• [文書の抜粋]:
◇ ◇ ◇ ◇ ◇

説明

撮像装置における光学系調整治具及び該治具を使用する光学系調整方法

【課題】イメージセンサの位置を安価で高精度に調整することができる、治具を使用する撮像装置における光学系調整方法を提供する。
【解決手段】少なくとも一端側が断面円形とされる棒状部と、棒状部の一端側先端に設けられ、棒状部の軸心と平行で、かつ軸心と偏心して配置される断面円形のピン部と、を備えてなる治具を使用する光学系調整方法であって、第一の部材と第二の部材の相対的位置を調整する撮像装置における光学系調整方法において、第一の部材には調整治具における棒状部の断面円形部分が挿入される孔が形成され、かつ第二の部材にはピン部が挿入される凹部が形成されており、第一の部材と第二の部材を所定の関係に配置し、第一の部材に形成される孔に棒状部の断面円形部分を挿入し、かつ第二の部材に形成される凹部にピン部を挿入して、棒状部の断面円形部分とピン部の何れか一方を軸として回転させることで、第一の部材と第二の部材の相対的位置を調整することを特徴とする。

◇ ◇ ◇ ◇ ◇

• [やること]: 光学系調整治具の文書から、「撮像装置における光学系調整治具及び該治具を使用する光学系調整方法」で始まって「を調整することを特徴とする。」まで続く部分を、一字も変えずに引用してください。

• [渡された情報]:
◇ ◇ ◇ ◇ ◇

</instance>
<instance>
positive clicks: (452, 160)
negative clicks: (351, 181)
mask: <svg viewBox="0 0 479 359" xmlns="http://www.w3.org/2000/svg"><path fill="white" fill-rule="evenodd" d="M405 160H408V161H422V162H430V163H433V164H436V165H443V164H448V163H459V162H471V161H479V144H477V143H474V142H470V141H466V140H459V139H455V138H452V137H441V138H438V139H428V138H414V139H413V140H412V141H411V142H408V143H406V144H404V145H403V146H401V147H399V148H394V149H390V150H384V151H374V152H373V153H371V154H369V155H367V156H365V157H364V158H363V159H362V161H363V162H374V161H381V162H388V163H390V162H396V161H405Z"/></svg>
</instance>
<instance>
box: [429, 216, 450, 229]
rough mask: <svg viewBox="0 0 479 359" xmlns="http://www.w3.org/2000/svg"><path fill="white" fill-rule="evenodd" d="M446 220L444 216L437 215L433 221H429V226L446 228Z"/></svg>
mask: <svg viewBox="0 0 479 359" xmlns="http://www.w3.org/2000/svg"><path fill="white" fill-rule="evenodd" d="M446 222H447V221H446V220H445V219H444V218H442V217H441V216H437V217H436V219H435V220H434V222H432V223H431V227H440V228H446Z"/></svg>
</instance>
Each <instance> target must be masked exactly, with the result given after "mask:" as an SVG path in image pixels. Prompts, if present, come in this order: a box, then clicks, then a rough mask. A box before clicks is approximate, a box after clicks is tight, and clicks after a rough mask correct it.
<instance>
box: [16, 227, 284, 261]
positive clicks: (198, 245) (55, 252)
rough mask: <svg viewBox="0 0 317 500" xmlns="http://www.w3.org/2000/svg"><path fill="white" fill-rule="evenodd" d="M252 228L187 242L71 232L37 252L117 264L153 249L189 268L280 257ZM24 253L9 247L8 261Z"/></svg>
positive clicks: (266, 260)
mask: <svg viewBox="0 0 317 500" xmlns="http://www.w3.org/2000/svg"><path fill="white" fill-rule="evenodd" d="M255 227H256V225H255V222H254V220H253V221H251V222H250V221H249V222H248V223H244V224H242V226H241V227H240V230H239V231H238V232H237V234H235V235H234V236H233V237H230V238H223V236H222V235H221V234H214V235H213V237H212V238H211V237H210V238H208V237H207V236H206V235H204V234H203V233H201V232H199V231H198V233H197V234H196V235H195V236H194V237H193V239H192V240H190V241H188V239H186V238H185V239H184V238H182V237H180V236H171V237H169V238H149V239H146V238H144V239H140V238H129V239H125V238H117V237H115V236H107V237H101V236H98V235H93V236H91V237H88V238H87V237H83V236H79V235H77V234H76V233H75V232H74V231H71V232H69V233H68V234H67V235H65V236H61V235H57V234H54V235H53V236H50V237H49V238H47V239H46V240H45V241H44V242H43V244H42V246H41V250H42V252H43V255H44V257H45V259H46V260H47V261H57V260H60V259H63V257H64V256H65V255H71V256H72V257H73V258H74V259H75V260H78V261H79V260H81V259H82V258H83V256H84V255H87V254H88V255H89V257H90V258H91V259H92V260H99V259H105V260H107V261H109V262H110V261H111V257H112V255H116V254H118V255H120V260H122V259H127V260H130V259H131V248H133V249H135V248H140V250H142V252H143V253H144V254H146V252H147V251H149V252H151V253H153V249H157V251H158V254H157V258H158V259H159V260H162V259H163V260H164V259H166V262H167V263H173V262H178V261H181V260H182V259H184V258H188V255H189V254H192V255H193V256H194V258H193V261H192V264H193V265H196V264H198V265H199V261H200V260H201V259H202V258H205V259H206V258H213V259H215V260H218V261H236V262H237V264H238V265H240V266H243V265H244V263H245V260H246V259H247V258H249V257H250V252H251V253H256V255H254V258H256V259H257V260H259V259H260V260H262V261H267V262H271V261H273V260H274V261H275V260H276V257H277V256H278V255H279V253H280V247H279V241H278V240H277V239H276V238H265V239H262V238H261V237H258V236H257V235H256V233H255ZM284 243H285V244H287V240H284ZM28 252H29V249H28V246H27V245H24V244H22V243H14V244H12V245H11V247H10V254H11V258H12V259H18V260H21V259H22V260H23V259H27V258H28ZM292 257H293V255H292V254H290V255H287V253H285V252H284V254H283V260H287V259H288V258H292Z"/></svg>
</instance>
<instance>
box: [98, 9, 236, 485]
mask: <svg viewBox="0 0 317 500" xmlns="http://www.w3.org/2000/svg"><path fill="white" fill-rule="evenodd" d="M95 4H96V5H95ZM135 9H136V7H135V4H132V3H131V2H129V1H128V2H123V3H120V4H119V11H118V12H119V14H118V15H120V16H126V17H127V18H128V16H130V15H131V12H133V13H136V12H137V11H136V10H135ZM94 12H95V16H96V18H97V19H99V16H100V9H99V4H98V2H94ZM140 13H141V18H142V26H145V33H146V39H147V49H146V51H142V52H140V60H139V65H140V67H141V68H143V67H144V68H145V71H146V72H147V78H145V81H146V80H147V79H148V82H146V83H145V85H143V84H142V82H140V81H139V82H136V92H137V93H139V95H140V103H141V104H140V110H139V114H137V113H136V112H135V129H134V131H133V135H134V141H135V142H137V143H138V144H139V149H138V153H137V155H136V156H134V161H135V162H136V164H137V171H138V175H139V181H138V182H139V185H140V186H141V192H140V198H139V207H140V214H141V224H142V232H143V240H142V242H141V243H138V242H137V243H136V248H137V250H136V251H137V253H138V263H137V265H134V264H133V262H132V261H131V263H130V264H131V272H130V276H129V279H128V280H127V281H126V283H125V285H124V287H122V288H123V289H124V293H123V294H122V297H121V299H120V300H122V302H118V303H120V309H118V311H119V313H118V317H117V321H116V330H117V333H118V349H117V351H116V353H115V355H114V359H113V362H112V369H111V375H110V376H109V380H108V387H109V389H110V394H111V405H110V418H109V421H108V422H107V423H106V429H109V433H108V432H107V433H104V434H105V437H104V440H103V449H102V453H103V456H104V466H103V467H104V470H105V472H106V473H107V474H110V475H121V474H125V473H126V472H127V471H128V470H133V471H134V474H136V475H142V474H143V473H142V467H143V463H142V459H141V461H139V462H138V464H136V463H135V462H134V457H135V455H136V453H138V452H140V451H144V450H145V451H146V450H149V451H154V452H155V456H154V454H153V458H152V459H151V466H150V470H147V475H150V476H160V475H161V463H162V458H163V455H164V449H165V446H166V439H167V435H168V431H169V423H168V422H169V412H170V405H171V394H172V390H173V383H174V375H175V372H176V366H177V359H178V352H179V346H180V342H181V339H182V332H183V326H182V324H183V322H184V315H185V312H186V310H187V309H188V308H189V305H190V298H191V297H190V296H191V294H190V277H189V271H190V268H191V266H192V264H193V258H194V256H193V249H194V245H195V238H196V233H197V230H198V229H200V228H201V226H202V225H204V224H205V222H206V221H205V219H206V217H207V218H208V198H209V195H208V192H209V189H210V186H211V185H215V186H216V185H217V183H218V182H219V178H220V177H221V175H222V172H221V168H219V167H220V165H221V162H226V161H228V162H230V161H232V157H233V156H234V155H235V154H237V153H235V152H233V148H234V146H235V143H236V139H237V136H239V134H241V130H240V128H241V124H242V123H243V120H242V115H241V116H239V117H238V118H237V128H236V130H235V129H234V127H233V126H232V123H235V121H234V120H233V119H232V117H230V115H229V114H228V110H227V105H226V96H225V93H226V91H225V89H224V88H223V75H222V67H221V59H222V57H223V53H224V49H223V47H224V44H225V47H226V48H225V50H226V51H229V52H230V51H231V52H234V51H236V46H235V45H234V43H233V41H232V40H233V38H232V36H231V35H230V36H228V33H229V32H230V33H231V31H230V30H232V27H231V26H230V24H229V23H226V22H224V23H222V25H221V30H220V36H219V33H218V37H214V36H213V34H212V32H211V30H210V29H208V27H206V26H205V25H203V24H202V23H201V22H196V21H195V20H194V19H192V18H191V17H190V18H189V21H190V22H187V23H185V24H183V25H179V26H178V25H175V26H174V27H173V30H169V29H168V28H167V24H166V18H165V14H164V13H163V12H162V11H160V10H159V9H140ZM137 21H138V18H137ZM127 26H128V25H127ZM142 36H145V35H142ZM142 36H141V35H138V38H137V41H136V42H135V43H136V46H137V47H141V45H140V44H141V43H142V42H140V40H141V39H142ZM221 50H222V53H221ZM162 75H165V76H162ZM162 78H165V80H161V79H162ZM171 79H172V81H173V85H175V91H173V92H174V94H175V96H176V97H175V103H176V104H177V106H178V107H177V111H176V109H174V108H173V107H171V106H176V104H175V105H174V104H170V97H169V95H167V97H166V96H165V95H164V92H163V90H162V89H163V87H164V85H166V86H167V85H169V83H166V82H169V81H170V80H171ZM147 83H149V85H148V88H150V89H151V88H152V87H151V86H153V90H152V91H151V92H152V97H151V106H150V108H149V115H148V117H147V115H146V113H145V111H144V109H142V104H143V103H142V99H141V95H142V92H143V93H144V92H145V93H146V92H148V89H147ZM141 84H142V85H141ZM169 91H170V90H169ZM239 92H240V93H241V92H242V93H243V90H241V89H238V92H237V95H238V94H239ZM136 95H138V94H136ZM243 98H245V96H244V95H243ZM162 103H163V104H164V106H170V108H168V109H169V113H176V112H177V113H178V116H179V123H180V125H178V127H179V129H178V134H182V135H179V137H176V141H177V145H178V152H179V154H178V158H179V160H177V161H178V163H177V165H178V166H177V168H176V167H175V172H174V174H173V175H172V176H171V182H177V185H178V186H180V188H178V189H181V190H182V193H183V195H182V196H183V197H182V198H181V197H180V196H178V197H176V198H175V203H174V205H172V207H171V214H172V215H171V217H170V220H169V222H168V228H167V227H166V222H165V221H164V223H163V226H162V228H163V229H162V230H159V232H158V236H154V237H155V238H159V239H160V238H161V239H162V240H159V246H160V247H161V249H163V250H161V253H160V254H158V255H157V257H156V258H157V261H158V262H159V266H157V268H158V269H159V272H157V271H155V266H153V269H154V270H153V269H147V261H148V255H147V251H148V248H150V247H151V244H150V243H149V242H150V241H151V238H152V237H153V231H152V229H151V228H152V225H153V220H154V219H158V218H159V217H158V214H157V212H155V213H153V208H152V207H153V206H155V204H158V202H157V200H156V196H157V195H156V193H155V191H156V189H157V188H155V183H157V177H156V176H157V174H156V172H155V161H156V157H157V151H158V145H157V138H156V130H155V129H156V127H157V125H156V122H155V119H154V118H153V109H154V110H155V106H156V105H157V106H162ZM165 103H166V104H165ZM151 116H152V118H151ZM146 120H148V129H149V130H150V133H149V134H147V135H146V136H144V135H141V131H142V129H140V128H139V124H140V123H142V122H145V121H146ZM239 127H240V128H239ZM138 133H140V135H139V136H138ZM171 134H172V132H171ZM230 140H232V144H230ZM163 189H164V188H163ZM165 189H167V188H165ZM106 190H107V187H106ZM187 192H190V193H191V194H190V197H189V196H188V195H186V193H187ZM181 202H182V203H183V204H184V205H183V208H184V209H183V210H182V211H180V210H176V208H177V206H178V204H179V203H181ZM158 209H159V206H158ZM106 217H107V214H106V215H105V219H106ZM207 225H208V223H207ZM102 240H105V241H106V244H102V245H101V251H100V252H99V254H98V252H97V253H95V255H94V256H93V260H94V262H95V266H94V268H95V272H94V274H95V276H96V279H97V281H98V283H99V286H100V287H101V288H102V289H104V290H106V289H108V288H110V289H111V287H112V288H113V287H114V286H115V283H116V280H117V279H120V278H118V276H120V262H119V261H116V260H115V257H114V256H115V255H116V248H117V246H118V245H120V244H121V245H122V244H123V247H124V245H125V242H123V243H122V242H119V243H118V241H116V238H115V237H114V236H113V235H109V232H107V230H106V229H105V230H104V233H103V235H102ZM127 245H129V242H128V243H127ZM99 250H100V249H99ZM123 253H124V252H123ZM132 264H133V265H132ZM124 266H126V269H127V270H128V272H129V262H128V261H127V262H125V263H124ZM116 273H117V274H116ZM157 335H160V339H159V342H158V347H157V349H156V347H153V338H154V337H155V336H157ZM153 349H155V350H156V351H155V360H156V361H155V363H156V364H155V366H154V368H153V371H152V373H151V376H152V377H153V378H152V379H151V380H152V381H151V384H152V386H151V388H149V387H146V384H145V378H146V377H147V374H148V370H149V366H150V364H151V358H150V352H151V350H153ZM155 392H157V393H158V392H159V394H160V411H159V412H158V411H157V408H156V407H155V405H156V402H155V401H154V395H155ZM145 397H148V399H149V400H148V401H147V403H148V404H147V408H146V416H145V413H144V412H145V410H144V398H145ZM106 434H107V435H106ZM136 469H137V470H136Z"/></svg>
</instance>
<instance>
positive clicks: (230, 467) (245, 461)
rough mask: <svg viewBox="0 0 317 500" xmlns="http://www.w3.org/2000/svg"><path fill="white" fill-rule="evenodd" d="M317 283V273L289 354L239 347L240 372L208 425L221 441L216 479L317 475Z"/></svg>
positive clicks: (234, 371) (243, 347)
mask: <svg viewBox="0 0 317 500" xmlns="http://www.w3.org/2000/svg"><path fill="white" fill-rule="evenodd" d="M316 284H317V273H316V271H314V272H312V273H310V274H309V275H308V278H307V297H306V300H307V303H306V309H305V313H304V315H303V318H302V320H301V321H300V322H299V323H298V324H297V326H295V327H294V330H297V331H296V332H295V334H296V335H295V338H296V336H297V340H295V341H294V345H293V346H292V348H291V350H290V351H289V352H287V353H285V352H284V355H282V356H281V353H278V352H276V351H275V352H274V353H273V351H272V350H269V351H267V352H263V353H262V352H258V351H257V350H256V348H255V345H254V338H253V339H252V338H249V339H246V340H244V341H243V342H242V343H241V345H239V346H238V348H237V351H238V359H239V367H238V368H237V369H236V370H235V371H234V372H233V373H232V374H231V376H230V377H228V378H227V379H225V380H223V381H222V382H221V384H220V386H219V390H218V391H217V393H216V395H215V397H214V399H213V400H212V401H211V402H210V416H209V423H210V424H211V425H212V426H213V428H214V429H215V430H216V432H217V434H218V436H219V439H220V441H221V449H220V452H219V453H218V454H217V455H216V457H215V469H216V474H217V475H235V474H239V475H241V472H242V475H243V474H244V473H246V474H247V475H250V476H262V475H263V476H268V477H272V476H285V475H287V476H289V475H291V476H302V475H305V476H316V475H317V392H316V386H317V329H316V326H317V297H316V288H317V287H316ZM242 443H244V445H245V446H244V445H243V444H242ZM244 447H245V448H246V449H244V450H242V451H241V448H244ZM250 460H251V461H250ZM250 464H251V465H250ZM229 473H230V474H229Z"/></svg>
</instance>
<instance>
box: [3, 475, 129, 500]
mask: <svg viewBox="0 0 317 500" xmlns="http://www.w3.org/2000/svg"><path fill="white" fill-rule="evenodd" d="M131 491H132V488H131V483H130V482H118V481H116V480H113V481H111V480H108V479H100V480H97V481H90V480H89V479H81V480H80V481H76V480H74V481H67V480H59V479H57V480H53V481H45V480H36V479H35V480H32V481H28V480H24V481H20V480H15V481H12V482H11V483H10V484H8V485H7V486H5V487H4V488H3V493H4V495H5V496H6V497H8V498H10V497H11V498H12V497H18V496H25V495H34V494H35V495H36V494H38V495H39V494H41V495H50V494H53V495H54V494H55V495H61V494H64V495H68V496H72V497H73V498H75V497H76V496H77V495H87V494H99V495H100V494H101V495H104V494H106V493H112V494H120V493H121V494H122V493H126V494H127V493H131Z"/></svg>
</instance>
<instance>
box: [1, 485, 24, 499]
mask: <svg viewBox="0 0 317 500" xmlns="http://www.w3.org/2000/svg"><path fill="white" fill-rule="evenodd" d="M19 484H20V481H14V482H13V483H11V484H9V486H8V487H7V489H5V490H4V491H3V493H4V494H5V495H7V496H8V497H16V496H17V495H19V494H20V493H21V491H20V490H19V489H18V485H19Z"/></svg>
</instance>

◇ ◇ ◇ ◇ ◇

• [答え]:
撮像装置における光学系調整治具及び該治具を使用する光学系調整方法

【課題】イメージセンサの位置を安価で高精度に調整することができる、治具を使用する撮像装置における光学系調整方法を提供する。
【解決手段】少なくとも一端側が断面円形とされる棒状部と、棒状部の一端側先端に設けられ、棒状部の軸心と平行で、かつ軸心と偏心して配置される断面円形のピン部と、を備えてなる治具を使用する光学系調整方法であって、第一の部材と第二の部材の相対的位置を調整する撮像装置における光学系調整方法において、第一の部材には調整治具における棒状部の断面円形部分が挿入される孔が形成され、かつ第二の部材にはピン部が挿入される凹部が形成されており、第一の部材と第二の部材を所定の関係に配置し、第一の部材に形成される孔に棒状部の断面円形部分を挿入し、かつ第二の部材に形成される凹部にピン部を挿入して、棒状部の断面円形部分とピン部の何れか一方を軸として回転させることで、第一の部材と第二の部材の相対的位置を調整することを特徴とする。